START Supplied material

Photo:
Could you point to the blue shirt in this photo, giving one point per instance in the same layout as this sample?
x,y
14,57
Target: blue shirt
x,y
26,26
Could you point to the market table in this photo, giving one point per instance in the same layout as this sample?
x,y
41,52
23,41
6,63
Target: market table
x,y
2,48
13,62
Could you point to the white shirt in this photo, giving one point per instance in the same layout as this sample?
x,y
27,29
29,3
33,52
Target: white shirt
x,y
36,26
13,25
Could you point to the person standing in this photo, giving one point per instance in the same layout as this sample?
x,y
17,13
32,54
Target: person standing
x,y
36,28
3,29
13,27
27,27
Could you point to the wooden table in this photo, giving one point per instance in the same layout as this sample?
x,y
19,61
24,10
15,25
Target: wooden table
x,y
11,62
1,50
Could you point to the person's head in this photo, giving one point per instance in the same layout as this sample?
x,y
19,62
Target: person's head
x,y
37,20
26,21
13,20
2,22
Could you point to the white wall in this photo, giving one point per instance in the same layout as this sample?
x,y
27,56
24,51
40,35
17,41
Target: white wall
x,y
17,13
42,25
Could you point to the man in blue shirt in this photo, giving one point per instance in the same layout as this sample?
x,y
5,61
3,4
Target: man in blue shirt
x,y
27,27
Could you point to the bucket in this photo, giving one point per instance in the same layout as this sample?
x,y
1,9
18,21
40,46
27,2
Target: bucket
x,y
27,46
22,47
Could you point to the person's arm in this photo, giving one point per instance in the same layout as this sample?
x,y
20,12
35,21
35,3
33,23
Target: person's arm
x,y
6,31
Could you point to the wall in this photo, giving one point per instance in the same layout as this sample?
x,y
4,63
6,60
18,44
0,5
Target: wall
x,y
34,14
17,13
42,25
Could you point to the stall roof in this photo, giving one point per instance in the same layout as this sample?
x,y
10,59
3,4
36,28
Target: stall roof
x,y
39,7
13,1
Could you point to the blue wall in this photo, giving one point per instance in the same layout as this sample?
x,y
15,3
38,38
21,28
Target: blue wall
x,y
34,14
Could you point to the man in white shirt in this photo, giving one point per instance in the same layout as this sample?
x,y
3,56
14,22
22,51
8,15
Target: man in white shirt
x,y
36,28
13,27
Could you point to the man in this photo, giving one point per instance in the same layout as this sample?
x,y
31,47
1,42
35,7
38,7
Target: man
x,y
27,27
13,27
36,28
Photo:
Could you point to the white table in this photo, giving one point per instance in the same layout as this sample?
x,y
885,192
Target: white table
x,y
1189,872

END Supplied material
START Supplied material

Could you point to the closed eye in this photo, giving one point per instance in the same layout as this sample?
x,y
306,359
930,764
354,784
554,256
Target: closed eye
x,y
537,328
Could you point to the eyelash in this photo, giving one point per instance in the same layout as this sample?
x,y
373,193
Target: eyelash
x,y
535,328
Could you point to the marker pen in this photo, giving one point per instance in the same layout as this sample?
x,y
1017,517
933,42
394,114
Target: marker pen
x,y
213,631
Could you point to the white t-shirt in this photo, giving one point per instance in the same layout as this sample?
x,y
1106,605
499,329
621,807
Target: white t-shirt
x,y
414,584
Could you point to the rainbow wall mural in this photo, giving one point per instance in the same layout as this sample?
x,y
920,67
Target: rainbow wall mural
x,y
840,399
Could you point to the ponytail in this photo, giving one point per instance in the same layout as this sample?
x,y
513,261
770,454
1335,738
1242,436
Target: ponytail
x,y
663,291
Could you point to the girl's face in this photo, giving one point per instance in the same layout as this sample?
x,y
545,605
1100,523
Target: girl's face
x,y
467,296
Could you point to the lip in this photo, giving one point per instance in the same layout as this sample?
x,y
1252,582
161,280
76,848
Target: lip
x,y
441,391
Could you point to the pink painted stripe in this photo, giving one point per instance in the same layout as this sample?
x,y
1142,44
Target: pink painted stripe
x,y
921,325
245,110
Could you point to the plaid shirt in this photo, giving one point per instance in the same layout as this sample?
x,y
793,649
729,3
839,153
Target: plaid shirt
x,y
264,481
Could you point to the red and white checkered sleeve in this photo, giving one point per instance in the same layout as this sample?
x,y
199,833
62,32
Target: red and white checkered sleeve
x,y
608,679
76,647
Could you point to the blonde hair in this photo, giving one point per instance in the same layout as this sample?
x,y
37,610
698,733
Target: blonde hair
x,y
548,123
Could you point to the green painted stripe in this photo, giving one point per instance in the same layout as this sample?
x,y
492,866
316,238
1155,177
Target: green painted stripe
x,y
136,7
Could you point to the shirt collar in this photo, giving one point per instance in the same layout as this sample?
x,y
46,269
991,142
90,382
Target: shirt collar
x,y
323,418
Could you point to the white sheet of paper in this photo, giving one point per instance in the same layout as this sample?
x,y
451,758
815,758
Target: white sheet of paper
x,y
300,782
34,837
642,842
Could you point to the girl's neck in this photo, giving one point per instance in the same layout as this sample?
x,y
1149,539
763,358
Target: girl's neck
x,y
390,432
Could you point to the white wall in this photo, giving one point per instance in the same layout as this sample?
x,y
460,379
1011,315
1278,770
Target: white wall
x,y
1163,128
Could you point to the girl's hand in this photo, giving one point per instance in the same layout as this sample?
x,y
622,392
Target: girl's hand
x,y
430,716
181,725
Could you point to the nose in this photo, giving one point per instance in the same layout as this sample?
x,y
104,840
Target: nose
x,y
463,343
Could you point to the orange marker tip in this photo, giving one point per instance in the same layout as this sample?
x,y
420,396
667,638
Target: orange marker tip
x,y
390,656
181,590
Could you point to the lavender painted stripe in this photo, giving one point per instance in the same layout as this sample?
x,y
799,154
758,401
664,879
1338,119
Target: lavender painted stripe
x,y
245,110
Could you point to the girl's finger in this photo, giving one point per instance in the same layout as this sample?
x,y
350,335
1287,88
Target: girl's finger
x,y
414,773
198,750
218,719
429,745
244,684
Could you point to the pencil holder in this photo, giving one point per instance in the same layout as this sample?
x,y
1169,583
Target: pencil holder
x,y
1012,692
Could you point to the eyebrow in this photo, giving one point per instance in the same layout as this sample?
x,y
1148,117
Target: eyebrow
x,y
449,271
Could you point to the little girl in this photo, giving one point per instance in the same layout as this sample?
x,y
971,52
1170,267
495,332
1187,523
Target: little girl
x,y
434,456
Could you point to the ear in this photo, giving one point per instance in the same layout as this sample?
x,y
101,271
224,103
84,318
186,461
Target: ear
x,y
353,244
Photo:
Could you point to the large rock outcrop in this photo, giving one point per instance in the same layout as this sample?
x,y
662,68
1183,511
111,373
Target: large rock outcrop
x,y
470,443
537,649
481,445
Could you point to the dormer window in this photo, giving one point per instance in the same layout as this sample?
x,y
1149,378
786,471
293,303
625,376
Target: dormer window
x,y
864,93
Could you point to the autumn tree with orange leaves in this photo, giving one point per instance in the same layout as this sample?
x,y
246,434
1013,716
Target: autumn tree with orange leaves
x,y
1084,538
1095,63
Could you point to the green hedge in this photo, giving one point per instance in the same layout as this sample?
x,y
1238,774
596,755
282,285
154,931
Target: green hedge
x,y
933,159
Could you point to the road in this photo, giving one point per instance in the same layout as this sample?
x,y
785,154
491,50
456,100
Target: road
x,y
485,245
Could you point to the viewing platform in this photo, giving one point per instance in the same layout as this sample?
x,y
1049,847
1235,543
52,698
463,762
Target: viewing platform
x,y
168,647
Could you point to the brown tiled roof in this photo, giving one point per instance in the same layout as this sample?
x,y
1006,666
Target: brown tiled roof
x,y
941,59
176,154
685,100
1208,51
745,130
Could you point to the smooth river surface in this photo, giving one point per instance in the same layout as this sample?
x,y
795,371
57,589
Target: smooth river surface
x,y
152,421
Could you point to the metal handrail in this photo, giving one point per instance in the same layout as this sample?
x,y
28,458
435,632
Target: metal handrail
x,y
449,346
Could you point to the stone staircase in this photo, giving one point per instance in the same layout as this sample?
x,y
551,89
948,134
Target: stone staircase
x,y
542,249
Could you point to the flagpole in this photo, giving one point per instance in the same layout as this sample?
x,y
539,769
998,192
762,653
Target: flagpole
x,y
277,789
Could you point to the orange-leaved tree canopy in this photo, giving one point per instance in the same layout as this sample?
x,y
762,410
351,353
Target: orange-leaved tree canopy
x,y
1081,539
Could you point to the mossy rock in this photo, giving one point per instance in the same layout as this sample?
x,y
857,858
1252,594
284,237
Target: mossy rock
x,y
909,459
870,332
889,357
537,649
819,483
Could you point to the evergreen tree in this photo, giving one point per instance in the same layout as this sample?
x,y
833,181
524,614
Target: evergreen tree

END Supplied material

The task >>
In the listing above, find the line containing "Could you point to the brown" and the line containing "Target: evergreen tree", then quote both, plus every line between them, exactly as written.

Exercise result >>
Could you point to the brown tiled roof in this photo, giving one point per instance in the same layout as this sample?
x,y
1006,666
Target: brown tiled roof
x,y
941,59
176,154
685,100
1208,51
745,130
Could you point to the smooth river surface in this photo, giving one point per instance in the same layout as this sample?
x,y
795,371
57,589
Target: smooth river surface
x,y
152,421
Could you point to the metal handrail in this photo, giving one point per instance in the same layout as this sample?
x,y
28,458
435,632
Target: metal handrail
x,y
449,346
Could you point to the stone staircase in this photo, giving one point per instance in the same layout as this sample?
x,y
551,89
948,134
Target: stone staircase
x,y
542,249
Could you point to the flagpole in this photo, giving one point per instance in the same layout as this sample?
x,y
539,769
998,192
762,653
Target: flagpole
x,y
277,789
Could you point to the orange-leaved tree canopy in this photo, giving one point per instance in the same layout as this sample?
x,y
762,410
351,353
Target: orange-leaved tree canopy
x,y
1081,539
Could you point to the mossy rock in this photo, giving one point per instance in the same layout as this sample?
x,y
857,858
1252,594
284,237
Target: mossy rock
x,y
909,459
870,332
889,357
537,649
819,483
Could you point to the evergreen tree in this photo, giving one point per instance in the same layout as this sample?
x,y
833,181
524,614
Target: evergreen tree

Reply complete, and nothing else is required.